— START OF Data rows —

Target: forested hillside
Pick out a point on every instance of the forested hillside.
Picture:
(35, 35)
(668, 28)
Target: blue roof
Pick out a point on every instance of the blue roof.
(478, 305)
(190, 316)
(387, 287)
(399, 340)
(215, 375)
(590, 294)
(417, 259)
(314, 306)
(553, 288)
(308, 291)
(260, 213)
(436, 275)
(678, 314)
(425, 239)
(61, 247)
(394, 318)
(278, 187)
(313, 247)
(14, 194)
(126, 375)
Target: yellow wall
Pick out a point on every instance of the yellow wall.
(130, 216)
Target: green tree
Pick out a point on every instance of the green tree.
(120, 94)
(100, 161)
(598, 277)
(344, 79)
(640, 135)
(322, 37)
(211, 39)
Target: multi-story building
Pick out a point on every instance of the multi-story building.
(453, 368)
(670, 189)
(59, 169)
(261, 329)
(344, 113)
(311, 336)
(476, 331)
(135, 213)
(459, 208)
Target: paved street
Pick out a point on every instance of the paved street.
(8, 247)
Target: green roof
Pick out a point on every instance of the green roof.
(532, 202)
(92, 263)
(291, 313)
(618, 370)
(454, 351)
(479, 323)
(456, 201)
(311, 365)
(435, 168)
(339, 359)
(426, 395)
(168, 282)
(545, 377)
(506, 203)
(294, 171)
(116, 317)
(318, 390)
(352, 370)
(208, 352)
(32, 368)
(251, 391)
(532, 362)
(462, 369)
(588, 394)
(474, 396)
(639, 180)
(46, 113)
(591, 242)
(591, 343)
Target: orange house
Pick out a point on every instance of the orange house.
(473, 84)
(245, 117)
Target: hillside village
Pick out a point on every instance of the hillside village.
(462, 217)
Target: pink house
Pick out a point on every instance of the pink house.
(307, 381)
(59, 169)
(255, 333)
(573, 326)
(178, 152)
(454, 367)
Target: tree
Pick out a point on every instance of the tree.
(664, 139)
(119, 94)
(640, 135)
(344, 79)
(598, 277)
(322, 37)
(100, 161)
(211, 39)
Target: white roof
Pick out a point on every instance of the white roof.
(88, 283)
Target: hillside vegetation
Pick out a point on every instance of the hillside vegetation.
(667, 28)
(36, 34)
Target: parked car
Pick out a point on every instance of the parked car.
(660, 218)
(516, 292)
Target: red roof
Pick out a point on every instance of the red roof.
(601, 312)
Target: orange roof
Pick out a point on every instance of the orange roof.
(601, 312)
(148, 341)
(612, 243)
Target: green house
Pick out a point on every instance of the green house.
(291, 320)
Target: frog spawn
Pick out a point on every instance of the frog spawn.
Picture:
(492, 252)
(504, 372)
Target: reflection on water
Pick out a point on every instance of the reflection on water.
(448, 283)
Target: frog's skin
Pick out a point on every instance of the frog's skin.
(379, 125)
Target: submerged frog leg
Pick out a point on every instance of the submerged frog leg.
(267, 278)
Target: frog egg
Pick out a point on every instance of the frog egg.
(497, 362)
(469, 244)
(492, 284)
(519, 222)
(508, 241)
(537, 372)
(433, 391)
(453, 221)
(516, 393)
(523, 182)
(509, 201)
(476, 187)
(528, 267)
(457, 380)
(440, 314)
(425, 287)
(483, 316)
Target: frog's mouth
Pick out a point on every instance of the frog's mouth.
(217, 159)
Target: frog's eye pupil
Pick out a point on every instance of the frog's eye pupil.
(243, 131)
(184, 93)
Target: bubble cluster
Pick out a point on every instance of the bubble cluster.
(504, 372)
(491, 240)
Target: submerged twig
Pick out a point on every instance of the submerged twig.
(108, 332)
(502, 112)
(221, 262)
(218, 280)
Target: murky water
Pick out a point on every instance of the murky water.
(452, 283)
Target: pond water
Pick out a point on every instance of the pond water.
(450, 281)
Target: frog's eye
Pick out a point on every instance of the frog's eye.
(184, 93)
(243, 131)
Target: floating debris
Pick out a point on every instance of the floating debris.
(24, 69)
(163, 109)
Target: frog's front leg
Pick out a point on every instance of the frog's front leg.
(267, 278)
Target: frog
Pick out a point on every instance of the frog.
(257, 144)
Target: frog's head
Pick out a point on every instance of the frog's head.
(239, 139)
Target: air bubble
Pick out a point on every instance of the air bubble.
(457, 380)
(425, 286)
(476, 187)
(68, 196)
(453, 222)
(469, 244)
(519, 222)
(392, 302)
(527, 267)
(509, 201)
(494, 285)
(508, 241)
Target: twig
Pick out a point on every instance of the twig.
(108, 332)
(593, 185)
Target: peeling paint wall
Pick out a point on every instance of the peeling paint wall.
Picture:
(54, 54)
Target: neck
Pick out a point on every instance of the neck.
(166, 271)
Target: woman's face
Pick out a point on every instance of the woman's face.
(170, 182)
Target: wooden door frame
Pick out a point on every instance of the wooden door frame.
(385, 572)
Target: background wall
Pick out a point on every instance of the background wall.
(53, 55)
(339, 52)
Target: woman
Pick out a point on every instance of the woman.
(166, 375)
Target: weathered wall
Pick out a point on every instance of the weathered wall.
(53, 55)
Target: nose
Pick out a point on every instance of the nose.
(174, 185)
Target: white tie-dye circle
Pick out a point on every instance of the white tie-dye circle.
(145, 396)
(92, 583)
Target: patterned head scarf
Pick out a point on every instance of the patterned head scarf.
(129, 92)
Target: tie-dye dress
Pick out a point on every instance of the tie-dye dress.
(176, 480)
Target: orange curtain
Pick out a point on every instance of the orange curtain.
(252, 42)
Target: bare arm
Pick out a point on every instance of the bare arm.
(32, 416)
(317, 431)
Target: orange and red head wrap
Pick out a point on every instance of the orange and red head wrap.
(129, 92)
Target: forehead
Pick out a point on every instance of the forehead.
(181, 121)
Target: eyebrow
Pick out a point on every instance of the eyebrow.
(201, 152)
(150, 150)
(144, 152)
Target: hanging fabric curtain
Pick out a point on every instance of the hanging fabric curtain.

— END OF Data rows —

Extract the whole listing, character for character.

Target: forested hillside
Pick out a point on every instance of the forested hillside.
Picture:
(35, 35)
(668, 28)
Target: blue roof
Pick out a point on every instance of the blue roof.
(478, 305)
(190, 316)
(387, 287)
(399, 340)
(215, 375)
(590, 294)
(417, 259)
(314, 306)
(553, 288)
(308, 291)
(260, 213)
(436, 275)
(678, 314)
(425, 239)
(61, 247)
(394, 318)
(278, 187)
(313, 247)
(14, 194)
(126, 375)
Target: yellow wall
Pick out a point on every instance of the yellow wall.
(130, 216)
Target: green tree
Pick out a point on every instance of the green tree.
(120, 94)
(100, 161)
(598, 277)
(344, 79)
(640, 135)
(322, 37)
(211, 39)
Target: multi-story building
Pick out a point on every instance of the multi-story building.
(453, 368)
(670, 189)
(59, 169)
(261, 329)
(344, 113)
(311, 336)
(476, 331)
(135, 213)
(459, 208)
Target: paved street
Pick out a point on every instance of the paved street.
(8, 247)
Target: green roof
Pick out a point on every instance of the green roof.
(532, 202)
(92, 263)
(291, 313)
(618, 370)
(454, 351)
(479, 323)
(456, 201)
(311, 365)
(435, 168)
(339, 359)
(426, 395)
(168, 282)
(545, 377)
(506, 203)
(294, 171)
(116, 317)
(318, 390)
(352, 370)
(208, 352)
(32, 368)
(251, 391)
(532, 362)
(462, 369)
(588, 394)
(474, 396)
(639, 180)
(46, 113)
(591, 242)
(591, 343)
Target: orange house
Pick out a point on every instance of the orange house.
(473, 84)
(245, 117)
Target: hillside village
Pick out a point on every instance of the hillside village.
(462, 217)
Target: pink house
Pick out a point on every instance of the pink house.
(307, 381)
(59, 169)
(255, 333)
(573, 326)
(178, 152)
(454, 367)
Target: tree
Pick out a point on every instance of the tree.
(664, 139)
(119, 94)
(640, 135)
(344, 79)
(598, 277)
(322, 37)
(100, 161)
(211, 39)
Target: white roof
Pick out a point on every instance of the white roof.
(88, 283)
Target: hillside vegetation
Pick out a point on every instance of the hillside vegetation.
(667, 28)
(36, 34)
Target: parked car
Pick out a point on every instance of the parked car.
(660, 218)
(516, 292)
Target: red roof
Pick out a point on every instance of the red roof.
(601, 312)
Target: orange roof
Pick out a point on every instance of the orange roof.
(601, 312)
(148, 341)
(612, 243)
Target: green house
Pick out a point on every instance of the green house.
(291, 320)
Target: frog spawn
Pick out a point on every instance of the frog spawn.
Picture:
(492, 252)
(504, 372)
Target: reflection on water
Pick out a point on every instance of the reflection on water.
(448, 283)
Target: frog's skin
Pick out a point on every instance of the frog's skin.
(379, 125)
Target: submerged frog leg
Pick out a point on every instance of the submerged frog leg.
(267, 278)
Target: frog egg
Pick out a point on every instance of the frog egg.
(497, 362)
(469, 244)
(492, 284)
(519, 222)
(508, 241)
(537, 372)
(433, 391)
(453, 221)
(516, 393)
(523, 182)
(509, 201)
(476, 187)
(528, 267)
(457, 380)
(440, 314)
(425, 287)
(483, 316)
Target: frog's mouth
Pick out a point on every instance of the frog's mouth.
(217, 159)
Target: frog's eye pupil
Pick out a point on every instance of the frog's eye pupil.
(243, 131)
(184, 93)
Target: bubble cluster
Pick out a point on every instance of the bubble cluster.
(504, 372)
(491, 240)
Target: submerged twig
Pick out a point on every instance of the submerged twig.
(108, 332)
(502, 112)
(221, 262)
(218, 280)
Target: murky water
Pick out a point on every instance of the murky water.
(452, 283)
Target: pond water
Pick out a point on every instance of the pond water.
(450, 281)
Target: frog's eye
Pick out a point on every instance of the frog's eye.
(184, 93)
(243, 131)
Target: floating debris
Pick out a point on every instance of the floating debris.
(24, 69)
(163, 109)
Target: frog's front leg
Pick out a point on every instance of the frog's front leg.
(267, 278)
Target: frog
Pick out a point on every instance of the frog.
(257, 144)
Target: frog's head
Pick out a point on every instance of the frog's head.
(239, 139)
Target: air bubble
Pick out a point on every instance of the air bubble.
(457, 380)
(425, 286)
(476, 187)
(68, 196)
(453, 222)
(469, 244)
(519, 222)
(392, 302)
(527, 267)
(509, 201)
(494, 285)
(508, 241)
Target: twig
Pick out a point on every instance of the twig.
(108, 332)
(593, 185)
Target: peeling paint wall
Pick out a point on every instance of the peeling paint wall.
Picture:
(54, 54)
Target: neck
Pick out a point on every instance of the neck.
(166, 271)
Target: woman's face
Pick out a point on every instance of the woman's face.
(170, 182)
Target: wooden door frame
Pick out a point on every instance of the wooden door frame.
(385, 572)
Target: background wall
Pick out a point on every instance of the background wall.
(53, 55)
(339, 52)
Target: woman
Pick out a point on every instance of the woman.
(166, 375)
Target: weathered wall
Pick out a point on every instance of the weathered wall.
(53, 55)
Target: nose
Pick out a point on every instance of the nose.
(174, 185)
Target: white tie-dye circle
Pick out a point on every instance of the white tie-dye circle.
(145, 396)
(92, 583)
Target: patterned head scarf
Pick out a point on every instance of the patterned head scarf.
(129, 92)
Target: tie-dye dress
Pick out a point on every instance of the tie-dye dress.
(176, 480)
Target: orange curtain
Pick out a point on every instance of the orange curtain.
(252, 42)
Target: bare arm
Pick out a point on every instance of the bare arm.
(32, 416)
(317, 431)
Target: orange and red head wrap
Pick out a point on every instance of the orange and red head wrap.
(129, 92)
Target: forehead
Pick out a point on every instance of the forehead.
(181, 121)
Target: eyebrow
Pick out a point on every instance of the eyebrow.
(201, 152)
(150, 150)
(144, 152)
Target: hanging fabric curtain
Pick out a point on every instance of the hanging fabric curtain.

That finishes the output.